[START Reading text]
The following list includes all input sections for AFQMC calculations, along with a detailed explanation of accepted parameters. Since the code is under active development, the list of parameters and their interpretation might change in the future.

AFQMCInfo: Input block that defines basic information about the calculation. It is passed to all other input blocks to propagate the basic information: <AFQMCInfo name="info0">

  • NMO. Number of molecular orbitals, i.e., number of states in the single particle basis.

  • NAEA. Number of active electrons-alpha, i.e., number of spin-up electrons.

  • NAEB. Number of active electrons-beta, i.e., number of spin-down electrons.

Hamiltonian: Controls the object that reads, stores, and manages the hamiltonian. <Hamiltonian name="ham0" type="SparseGeneral" info="info0">

  • filename. Name of file with the Hamiltonian. This is a required parameter.
[END Reading text]
[START Extracted material]
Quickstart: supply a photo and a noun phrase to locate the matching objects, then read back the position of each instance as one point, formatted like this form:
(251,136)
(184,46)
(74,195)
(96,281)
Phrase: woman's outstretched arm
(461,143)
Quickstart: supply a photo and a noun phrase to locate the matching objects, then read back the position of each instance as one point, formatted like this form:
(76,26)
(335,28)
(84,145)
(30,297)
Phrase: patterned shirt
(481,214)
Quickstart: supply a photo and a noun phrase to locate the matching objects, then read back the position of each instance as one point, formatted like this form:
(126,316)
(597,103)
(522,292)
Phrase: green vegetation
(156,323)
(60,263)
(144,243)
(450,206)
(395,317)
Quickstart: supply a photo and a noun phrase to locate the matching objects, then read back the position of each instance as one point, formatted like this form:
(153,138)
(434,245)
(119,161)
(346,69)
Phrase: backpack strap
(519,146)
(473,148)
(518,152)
[END Extracted material]
[Tasks to perform]
• A. Answer these questions using the AFQMC input text.
(i) What does the parameter NAEB give the number of?
(ii) Which parameter of the Hamiltonian block is required?
(iii) What does the AFQMCInfo block get passed to?
• B. From the AFQMC input text, return the passage between "The following list" and "of spin-down electrons.", inclusive.

[The solutions]
• A.
(i) The number of active electrons-beta, that is, spin-down electrons.
(ii) filename, the name of the file with the Hamiltonian.
(iii) All other input blocks.

• B.
The following list includes all input sections for AFQMC calculations, along with a detailed explanation of accepted parameters. Since the code is under active development, the list of parameters and their interpretation might change in the future.

AFQMCInfo: Input block that defines basic information about the calculation. It is passed to all other input blocks to propagate the basic information: <AFQMCInfo name="info0">

  • NMO. Number of molecular orbitals, i.e., number of states in the single particle basis.

  • NAEA. Number of active electrons-alpha, i.e., number of spin-up electrons.

  • NAEB. Number of active electrons-beta, i.e., number of spin-down electrons.